Please return every record exactly as written, leaving out the pictures.

Data for the task below:

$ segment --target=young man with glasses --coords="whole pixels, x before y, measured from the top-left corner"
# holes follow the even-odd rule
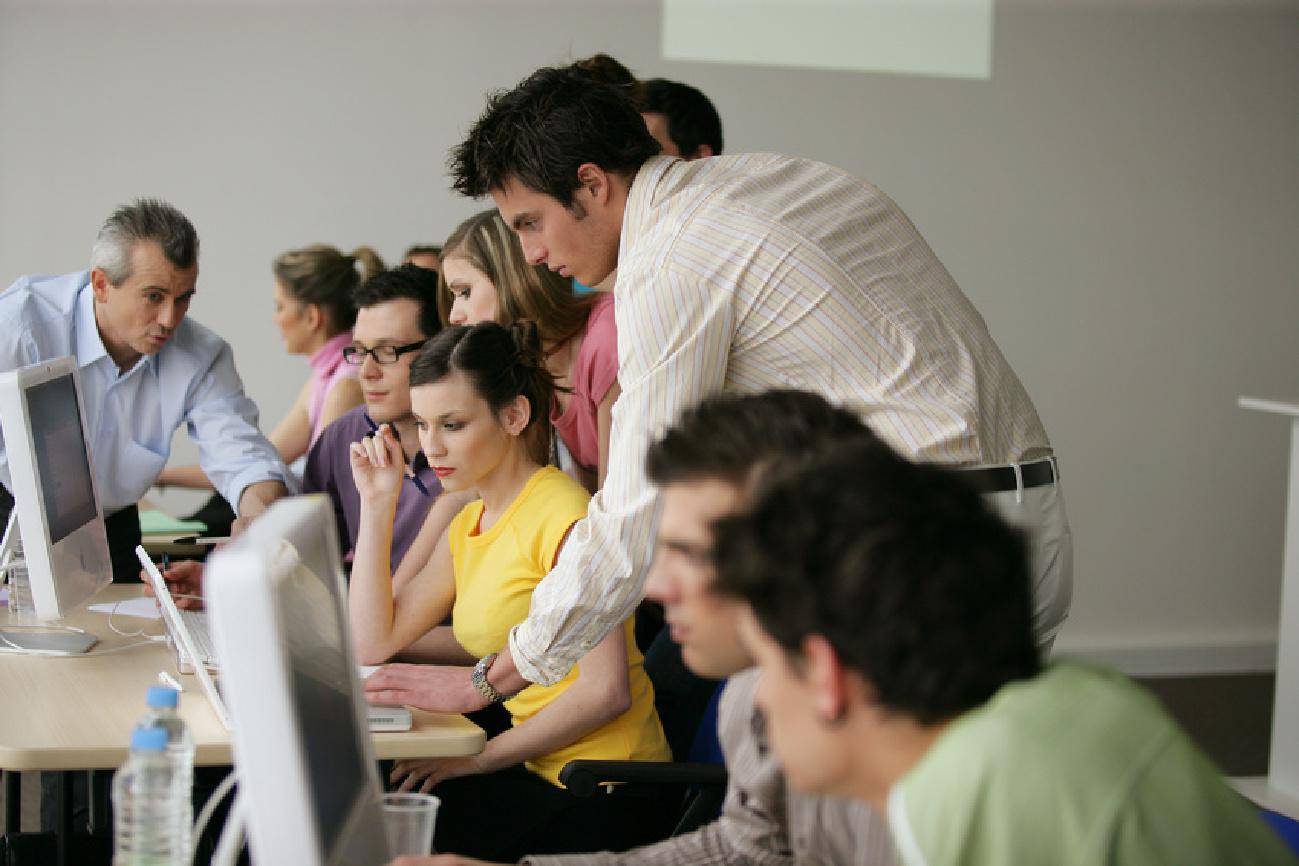
[[[330,424],[307,453],[303,473],[304,493],[325,493],[334,503],[338,538],[350,558],[360,523],[361,500],[352,481],[348,449],[381,424],[391,424],[406,452],[409,477],[397,500],[392,528],[393,579],[408,576],[400,568],[412,549],[412,561],[422,564],[451,518],[465,504],[464,497],[442,496],[442,485],[419,451],[415,420],[411,417],[410,362],[425,341],[441,329],[437,312],[438,277],[416,265],[385,271],[353,294],[356,324],[352,344],[343,349],[345,363],[359,367],[364,402]],[[422,551],[422,553],[421,553]],[[413,573],[417,569],[410,569]],[[180,562],[163,575],[181,596],[201,594],[202,566]],[[193,598],[178,598],[182,607],[197,606]]]

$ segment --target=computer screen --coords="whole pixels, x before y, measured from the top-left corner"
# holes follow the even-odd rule
[[[58,544],[99,515],[72,376],[28,388],[27,410],[50,543]]]
[[[340,650],[344,635],[334,593],[321,575],[286,543],[280,567],[280,618],[290,655],[295,723],[306,758],[307,791],[320,834],[321,850],[333,851],[347,824],[356,792],[366,784],[362,736],[352,709],[352,679]]]
[[[0,426],[37,619],[57,620],[112,582],[72,357],[0,373]]]
[[[212,554],[204,590],[254,859],[386,862],[329,499],[276,502]]]

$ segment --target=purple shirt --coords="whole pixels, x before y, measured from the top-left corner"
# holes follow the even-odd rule
[[[357,406],[340,416],[321,432],[316,444],[307,452],[307,468],[302,476],[304,493],[327,493],[333,500],[338,538],[349,561],[361,525],[361,495],[352,482],[352,458],[348,449],[353,442],[360,442],[369,435],[371,429],[364,406]],[[412,468],[428,490],[428,495],[421,493],[409,478],[402,482],[392,525],[392,553],[388,559],[394,573],[411,542],[419,535],[433,502],[442,493],[442,485],[429,468],[422,451],[415,455]]]

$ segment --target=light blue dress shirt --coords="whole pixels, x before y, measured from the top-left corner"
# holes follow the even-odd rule
[[[26,276],[0,294],[0,335],[0,370],[76,357],[105,514],[134,505],[153,485],[181,424],[203,471],[234,505],[250,484],[289,483],[257,427],[257,406],[244,394],[229,344],[188,317],[161,351],[122,373],[95,324],[90,272]],[[3,439],[0,481],[11,486]]]

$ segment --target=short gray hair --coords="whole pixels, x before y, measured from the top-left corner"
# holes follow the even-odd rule
[[[121,285],[131,277],[131,248],[139,241],[156,241],[167,261],[182,270],[198,263],[198,232],[189,218],[165,201],[141,198],[104,220],[90,266],[102,270],[113,285]]]

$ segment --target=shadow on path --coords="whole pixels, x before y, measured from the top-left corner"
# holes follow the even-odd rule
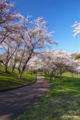
[[[36,83],[0,93],[0,120],[13,120],[39,101],[52,86],[38,73]]]

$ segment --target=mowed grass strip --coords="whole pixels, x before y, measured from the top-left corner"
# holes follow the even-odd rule
[[[18,78],[18,75],[17,69],[11,73],[11,68],[8,68],[8,73],[5,73],[4,66],[0,65],[0,90],[28,85],[36,81],[36,74],[23,73],[21,79]]]
[[[59,76],[53,81],[41,74],[53,88],[16,120],[80,120],[80,77],[72,80],[71,74],[65,73],[59,85]]]

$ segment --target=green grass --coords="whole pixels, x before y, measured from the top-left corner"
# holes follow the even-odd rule
[[[55,81],[43,76],[53,88],[16,120],[80,120],[80,77],[74,75],[72,80],[70,73],[64,73],[59,85],[59,76]]]
[[[28,85],[36,80],[36,74],[22,74],[22,78],[18,78],[19,72],[17,69],[11,73],[11,68],[8,67],[8,73],[4,72],[4,66],[0,65],[0,90]]]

End of Data for the task.

» Written reply
$ segment --target=young man with glasses --coords="whole pixels, x before y, measured from the top-left corner"
# holes follow the even-odd rule
[[[330,424],[307,453],[303,473],[304,493],[325,493],[334,503],[338,538],[350,558],[360,523],[361,500],[352,481],[348,449],[381,424],[391,424],[406,452],[409,477],[397,500],[392,528],[393,579],[408,576],[400,568],[412,549],[412,561],[422,564],[451,518],[465,504],[464,497],[442,496],[442,485],[419,451],[415,420],[411,417],[410,362],[425,341],[441,329],[437,312],[438,277],[416,265],[385,271],[353,294],[356,324],[352,344],[343,349],[345,363],[359,367],[364,402]],[[422,551],[422,553],[421,553]],[[413,573],[417,569],[410,569]],[[180,562],[163,575],[181,596],[201,594],[202,566]],[[193,598],[178,598],[182,607],[197,606]]]

$ segment --target=computer screen --coords="whole pixels, x before y, measured from the top-left corner"
# holes follow the even-odd rule
[[[58,544],[99,515],[72,376],[28,388],[27,410],[50,543]]]
[[[340,650],[344,635],[334,593],[321,575],[286,543],[280,567],[280,618],[290,655],[295,723],[306,758],[307,791],[320,834],[321,850],[333,851],[347,824],[356,792],[366,784],[362,736],[352,709],[352,679]]]
[[[0,426],[37,619],[57,620],[112,582],[72,357],[0,373]]]
[[[212,554],[204,590],[254,859],[386,862],[329,499],[276,502]]]

$ segment --target=purple shirt --coords="whole pixels, x before y, measured from the top-left corner"
# holes follow the even-odd rule
[[[357,406],[340,416],[321,432],[316,444],[307,452],[307,468],[302,476],[304,493],[327,493],[333,500],[338,538],[349,561],[361,525],[361,495],[352,482],[352,458],[348,449],[353,442],[360,442],[369,435],[371,429],[364,406]],[[412,468],[428,490],[428,495],[421,493],[409,478],[402,482],[392,525],[392,553],[388,559],[394,573],[411,542],[419,535],[433,502],[442,493],[442,485],[429,468],[422,451],[415,455]]]

$ segment --target=light blue dress shirt --coords="whole pixels, x before y, measured from the top-left corner"
# holes follow the even-odd rule
[[[26,276],[0,294],[0,335],[0,370],[76,357],[105,514],[134,505],[153,485],[181,424],[203,471],[234,505],[250,484],[289,483],[257,427],[257,406],[244,394],[229,344],[188,317],[161,351],[122,373],[95,324],[90,272]],[[3,439],[0,481],[11,486]]]

$ segment --target=short gray hair --coords="whole pixels, x before y, measured from the top-left corner"
# holes follow the even-odd rule
[[[121,285],[131,277],[131,248],[139,241],[156,241],[167,261],[182,270],[198,263],[198,232],[189,218],[165,201],[141,198],[104,220],[90,266],[102,270],[113,285]]]

$ segment --target=shadow on path --coords="whole pixels, x before y, measured from the top-left corner"
# holes follow the even-odd rule
[[[36,83],[0,93],[0,120],[13,120],[39,101],[52,86],[38,73]]]

$ segment --target=mowed grass strip --coords="whole pixels, x before y, measured from the top-left corner"
# holes follow the even-odd rule
[[[18,78],[18,75],[17,69],[11,73],[11,68],[8,68],[8,73],[5,73],[4,66],[0,65],[0,90],[28,85],[36,81],[36,74],[23,73],[21,79]]]
[[[59,76],[53,81],[41,74],[53,88],[16,120],[80,120],[80,77],[72,80],[71,74],[65,73],[59,85]]]

$ segment --target=green grass --coords="whole pixels, x before y, measured from the top-left corner"
# holes follow the even-odd rule
[[[55,81],[43,76],[53,88],[16,120],[80,120],[80,77],[74,75],[72,80],[70,73],[64,73],[59,85],[59,76]]]
[[[28,85],[36,80],[36,74],[22,74],[22,78],[18,78],[19,72],[17,69],[11,73],[11,68],[8,67],[8,73],[4,72],[4,66],[0,65],[0,90]]]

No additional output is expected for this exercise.